(Extracted data entries)

——

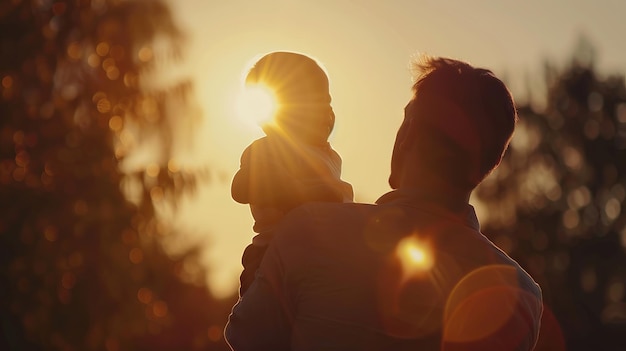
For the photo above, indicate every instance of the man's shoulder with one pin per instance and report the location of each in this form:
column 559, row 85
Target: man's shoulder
column 323, row 217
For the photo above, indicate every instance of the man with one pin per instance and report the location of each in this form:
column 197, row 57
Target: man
column 412, row 272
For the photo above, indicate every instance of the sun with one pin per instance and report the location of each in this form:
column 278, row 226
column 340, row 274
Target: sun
column 256, row 104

——

The task: Skip the pictures and reproduce all remaining entries exactly.

Exercise output:
For the photo above, indicate every instance of the man's shoulder with one pin per instance and report the location of each in this form:
column 559, row 85
Target: man's shoulder
column 323, row 217
For the photo above, indicate every instance of the man with one pin per instance and report the location of each in this form:
column 197, row 57
Target: man
column 412, row 272
For the photo above, indicate every instance of the sun with one pin per instance and report the location of each in this form:
column 278, row 226
column 340, row 274
Target: sun
column 256, row 104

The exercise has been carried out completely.